### SELECTION
⟨

# Label



## willyC (May 6, 2010)

Printer and time for delivery from order?


----------



## willyC (May 6, 2010)

Oh, that looks sharp.


----------



## NasalSponge (Jul 22, 2008)

I printed them, got the blank labels from staples.


----------



## dmpower (Nov 7, 2010)

I printed my own as well, but the background takes a LOT of ink and soon the background wasn't the color I wanted. My background was gold/yellow so now I print on that color paper and save on ink, and get the right color every time. I don't think you can do that though since there isn't a white ink - sorry for thinking out loud lol
They look great - very eye catching!


----------



## Steve10 (Nov 19, 2008)

Any problems with the ink smudging or tricks to keep it from smudging? My attempts with an HP inkjet printer weren't the greatest.


----------



## Monkadelic (Feb 5, 2010)

⟩

### SOURCE EXCERPT
⟨

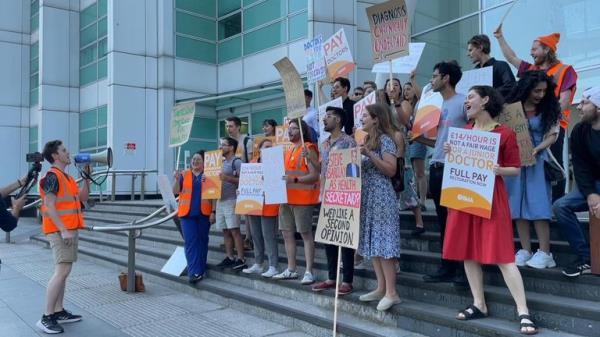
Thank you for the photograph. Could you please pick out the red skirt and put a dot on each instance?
(487, 241)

⟩

### JOB 1
Answer these questions about the forum thread on printing labels above, each on its own line:
(a) Where did NasalSponge get the blank labels?
(b) What color was dmpower's background?
(c) What kind of printer did Steve10 try?
### JOB 2
Continue the forum thread on printing labels, picking up after its last header.

### RESPONSE 1
(a) From Staples.
(b) Gold/yellow.
(c) An HP inkjet printer.

### RESPONSE 2
Steve, unfortunately you're going to get smudging with inkjet. We recently bought a laser to keep costs down with hubby's business, and I have since pretty much taken over the laser for honey labels, as they don't smudge. They have gotten affordable, and we haven't had to change the toner yet and we have had it six months.


----------



## Steve10 (Nov 19, 2008)

Thanks, I'll have to look into a color laser printer for my business. I'll have to convince my business partner to let me borrow it for my honey labels. She's also my wife, so it will cost me big time!


----------



## NasalSponge (Jul 22, 2008)

Yep, I used a laser printer which also makes this particular label waterproof (not that it matters).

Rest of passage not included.